TASK:
Copy the following lines word for word, without changing anything.

RECORDS SUPPLIED:
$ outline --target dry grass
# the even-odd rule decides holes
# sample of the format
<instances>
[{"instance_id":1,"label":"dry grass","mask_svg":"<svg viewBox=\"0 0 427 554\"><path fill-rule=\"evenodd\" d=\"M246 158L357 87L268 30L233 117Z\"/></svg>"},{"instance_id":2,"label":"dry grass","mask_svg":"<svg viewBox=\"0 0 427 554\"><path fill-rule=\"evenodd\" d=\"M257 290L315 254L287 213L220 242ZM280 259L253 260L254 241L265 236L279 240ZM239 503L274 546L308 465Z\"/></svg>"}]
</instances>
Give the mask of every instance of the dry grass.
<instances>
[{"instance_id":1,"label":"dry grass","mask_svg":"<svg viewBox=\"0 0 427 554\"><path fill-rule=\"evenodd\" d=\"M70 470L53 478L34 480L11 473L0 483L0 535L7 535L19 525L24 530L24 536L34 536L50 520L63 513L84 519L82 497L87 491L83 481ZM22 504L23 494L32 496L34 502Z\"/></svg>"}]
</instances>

TASK RESULT:
$ outline --target dry grass
# the even-odd rule decides holes
# sample of the format
<instances>
[{"instance_id":1,"label":"dry grass","mask_svg":"<svg viewBox=\"0 0 427 554\"><path fill-rule=\"evenodd\" d=\"M246 158L357 87L268 30L233 117Z\"/></svg>"},{"instance_id":2,"label":"dry grass","mask_svg":"<svg viewBox=\"0 0 427 554\"><path fill-rule=\"evenodd\" d=\"M257 290L315 254L287 213L220 242ZM280 259L253 260L254 241L265 236L279 240ZM239 503L274 546L308 465Z\"/></svg>"}]
</instances>
Give the mask of every instance of the dry grass.
<instances>
[{"instance_id":1,"label":"dry grass","mask_svg":"<svg viewBox=\"0 0 427 554\"><path fill-rule=\"evenodd\" d=\"M70 470L53 478L34 480L11 473L0 483L0 535L7 535L19 525L24 530L24 536L34 536L50 520L63 513L84 519L82 497L87 491L83 481ZM22 504L23 494L32 496L34 502Z\"/></svg>"}]
</instances>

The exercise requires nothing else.